[start of ENTRIES]

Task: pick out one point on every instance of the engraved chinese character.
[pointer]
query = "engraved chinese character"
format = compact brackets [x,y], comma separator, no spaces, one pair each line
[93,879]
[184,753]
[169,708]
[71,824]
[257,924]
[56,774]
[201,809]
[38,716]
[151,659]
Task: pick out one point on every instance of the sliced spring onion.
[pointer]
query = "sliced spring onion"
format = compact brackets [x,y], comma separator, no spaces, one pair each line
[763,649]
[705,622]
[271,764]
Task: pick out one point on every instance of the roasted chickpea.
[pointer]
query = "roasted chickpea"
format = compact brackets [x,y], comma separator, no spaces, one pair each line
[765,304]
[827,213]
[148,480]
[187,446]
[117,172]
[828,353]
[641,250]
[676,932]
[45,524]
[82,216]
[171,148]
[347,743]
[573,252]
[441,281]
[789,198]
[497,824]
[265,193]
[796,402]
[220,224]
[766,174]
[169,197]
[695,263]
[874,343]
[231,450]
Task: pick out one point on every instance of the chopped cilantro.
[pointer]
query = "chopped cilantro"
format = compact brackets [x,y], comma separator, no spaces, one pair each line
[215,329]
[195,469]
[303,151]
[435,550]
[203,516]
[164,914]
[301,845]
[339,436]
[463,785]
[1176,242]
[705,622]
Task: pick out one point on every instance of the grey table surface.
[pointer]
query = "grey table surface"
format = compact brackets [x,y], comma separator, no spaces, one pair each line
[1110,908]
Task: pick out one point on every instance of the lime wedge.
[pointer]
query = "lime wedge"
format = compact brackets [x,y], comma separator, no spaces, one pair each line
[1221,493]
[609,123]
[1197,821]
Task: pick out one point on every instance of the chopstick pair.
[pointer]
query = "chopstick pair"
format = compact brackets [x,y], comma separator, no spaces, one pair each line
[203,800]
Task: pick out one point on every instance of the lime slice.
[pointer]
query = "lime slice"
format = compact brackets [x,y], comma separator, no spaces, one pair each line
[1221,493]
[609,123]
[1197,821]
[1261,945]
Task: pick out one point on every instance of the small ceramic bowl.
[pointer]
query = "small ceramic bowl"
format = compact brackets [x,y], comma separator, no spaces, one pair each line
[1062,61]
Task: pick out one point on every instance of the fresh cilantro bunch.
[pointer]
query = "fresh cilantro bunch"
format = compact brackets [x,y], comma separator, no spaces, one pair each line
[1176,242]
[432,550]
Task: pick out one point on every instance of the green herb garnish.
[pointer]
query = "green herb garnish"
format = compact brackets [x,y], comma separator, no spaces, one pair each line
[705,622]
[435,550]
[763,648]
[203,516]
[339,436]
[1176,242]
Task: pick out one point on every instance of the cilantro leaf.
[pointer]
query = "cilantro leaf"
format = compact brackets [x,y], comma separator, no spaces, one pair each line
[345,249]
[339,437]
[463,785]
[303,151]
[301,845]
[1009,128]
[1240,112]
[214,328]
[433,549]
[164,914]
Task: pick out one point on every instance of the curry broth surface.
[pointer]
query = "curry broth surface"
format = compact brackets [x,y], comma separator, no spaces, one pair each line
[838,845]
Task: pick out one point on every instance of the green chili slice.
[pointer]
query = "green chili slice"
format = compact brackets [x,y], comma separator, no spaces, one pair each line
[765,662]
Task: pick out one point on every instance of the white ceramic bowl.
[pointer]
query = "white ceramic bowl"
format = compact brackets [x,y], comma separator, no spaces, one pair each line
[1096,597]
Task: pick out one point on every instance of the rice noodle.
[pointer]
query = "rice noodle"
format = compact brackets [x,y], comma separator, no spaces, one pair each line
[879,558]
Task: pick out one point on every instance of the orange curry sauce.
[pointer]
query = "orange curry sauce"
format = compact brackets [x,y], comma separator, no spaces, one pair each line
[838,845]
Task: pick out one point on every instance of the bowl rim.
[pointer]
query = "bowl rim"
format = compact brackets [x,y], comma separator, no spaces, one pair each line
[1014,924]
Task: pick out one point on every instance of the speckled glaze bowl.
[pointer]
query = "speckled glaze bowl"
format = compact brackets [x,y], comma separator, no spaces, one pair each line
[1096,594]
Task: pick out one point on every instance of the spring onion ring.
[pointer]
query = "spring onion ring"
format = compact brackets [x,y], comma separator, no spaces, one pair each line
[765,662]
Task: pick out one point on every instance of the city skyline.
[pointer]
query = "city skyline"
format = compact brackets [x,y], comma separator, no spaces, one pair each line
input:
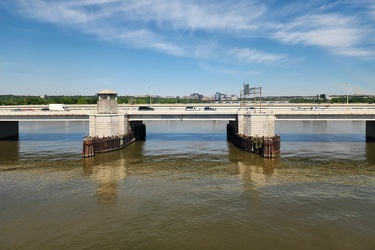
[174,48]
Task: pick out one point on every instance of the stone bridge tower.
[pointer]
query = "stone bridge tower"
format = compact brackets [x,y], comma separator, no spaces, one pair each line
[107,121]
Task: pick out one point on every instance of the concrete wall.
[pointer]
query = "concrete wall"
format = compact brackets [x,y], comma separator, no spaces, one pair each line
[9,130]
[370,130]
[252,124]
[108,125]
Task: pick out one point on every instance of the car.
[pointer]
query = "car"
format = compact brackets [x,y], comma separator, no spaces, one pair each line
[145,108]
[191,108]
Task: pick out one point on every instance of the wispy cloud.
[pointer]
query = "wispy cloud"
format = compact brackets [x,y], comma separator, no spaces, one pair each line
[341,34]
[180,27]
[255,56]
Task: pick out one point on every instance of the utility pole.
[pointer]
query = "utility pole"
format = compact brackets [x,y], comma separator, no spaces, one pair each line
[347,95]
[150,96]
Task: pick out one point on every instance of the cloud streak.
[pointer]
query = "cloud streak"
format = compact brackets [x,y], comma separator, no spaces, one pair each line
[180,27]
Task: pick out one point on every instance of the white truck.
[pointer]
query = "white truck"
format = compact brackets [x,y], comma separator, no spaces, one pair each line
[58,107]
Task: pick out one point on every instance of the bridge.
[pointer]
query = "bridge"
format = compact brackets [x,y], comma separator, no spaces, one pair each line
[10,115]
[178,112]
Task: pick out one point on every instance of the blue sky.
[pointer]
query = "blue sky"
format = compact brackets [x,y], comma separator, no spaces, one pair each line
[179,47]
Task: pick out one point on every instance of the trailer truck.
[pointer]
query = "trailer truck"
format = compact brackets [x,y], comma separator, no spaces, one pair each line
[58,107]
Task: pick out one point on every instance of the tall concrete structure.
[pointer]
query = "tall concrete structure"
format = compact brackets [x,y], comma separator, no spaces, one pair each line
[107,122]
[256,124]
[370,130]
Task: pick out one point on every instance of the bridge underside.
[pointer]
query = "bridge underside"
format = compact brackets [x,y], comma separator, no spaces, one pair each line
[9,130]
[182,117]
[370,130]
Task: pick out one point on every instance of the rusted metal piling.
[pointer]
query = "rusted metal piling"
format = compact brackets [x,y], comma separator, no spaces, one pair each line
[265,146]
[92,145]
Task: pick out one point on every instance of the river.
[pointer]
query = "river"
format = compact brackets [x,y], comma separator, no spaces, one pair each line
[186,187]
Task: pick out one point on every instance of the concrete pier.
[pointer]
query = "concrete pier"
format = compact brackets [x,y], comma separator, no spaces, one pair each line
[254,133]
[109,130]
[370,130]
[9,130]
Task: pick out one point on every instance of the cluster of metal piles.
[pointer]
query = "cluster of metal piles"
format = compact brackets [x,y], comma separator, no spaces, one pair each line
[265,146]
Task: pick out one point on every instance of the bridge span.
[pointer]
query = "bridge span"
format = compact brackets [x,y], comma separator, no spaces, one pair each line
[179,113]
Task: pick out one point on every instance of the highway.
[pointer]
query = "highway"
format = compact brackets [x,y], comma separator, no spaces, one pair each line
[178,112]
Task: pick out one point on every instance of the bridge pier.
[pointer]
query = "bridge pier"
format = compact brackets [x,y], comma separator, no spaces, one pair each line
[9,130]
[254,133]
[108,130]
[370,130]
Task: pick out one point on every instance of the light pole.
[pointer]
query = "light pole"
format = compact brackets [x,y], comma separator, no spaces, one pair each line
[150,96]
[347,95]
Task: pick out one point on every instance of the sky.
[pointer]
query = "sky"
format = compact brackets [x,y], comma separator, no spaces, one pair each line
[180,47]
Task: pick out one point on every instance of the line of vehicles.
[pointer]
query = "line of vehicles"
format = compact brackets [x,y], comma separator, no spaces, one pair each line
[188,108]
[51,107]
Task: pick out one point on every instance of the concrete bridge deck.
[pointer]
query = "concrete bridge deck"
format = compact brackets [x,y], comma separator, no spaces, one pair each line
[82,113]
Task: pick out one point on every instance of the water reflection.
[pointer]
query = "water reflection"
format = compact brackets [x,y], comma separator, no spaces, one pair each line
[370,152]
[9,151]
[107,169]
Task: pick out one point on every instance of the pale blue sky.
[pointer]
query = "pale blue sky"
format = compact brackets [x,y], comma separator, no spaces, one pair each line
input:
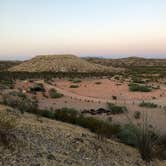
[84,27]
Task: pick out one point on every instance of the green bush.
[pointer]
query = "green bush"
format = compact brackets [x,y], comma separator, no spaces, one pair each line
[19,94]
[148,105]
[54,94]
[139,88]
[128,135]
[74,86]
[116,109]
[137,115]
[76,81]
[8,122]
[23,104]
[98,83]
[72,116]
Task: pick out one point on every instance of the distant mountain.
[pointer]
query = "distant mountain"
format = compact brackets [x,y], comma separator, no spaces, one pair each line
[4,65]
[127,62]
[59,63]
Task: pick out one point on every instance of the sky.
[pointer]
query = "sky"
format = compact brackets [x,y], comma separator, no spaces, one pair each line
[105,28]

[end of ENTRIES]

● STATED PROBLEM
Find the line containing "Task: pick out one point on every instance of the line" in the listing above. Restate it and every line after it, word for word, through the final line, leaving out the pictures.

● REPLY TO THE EXERCISE
Task: pick out one point on every instance of the line of vehicles.
[pointer]
query = "line of vehicles"
format = compact brackets [x,y], comma separator, no spaces, one pair each line
[188,108]
[51,107]
Task: pick out one point on every instance of the concrete bridge deck.
[pointer]
query = "concrete bridge deck"
format = compact brackets [x,y], comma separator, no spaces, one pair each line
[82,113]
Task: pick out one point on every instance of the water reflection.
[pointer]
query = "water reflection"
format = compact brackets [x,y], comma separator, no spaces, one pair each line
[370,152]
[9,151]
[107,169]
Task: pick out one point on every instance of the pale blue sky.
[pointer]
query = "pale blue sky"
format = compact brackets [x,y], comma separator, no spaces, one pair each line
input:
[84,27]
Task: pick out one point on every instance of the green bush.
[pointer]
query = "green bush"
format = compact brackets [x,y], comma separator, no spaces, one pair each line
[19,94]
[148,105]
[54,94]
[139,88]
[128,135]
[74,86]
[116,109]
[137,115]
[76,81]
[8,122]
[23,104]
[98,83]
[72,116]
Task: pick out one point on every instance of the distant mountain.
[pointer]
query = "distant mountain"
format = compact brackets [x,y], comma separator, no spaces, one pair each line
[4,65]
[127,62]
[59,63]
Task: pick out one point on every instance of the sky.
[pointer]
query = "sky"
format = compact brackets [x,y], comma separator, no spaces, one pair each line
[105,28]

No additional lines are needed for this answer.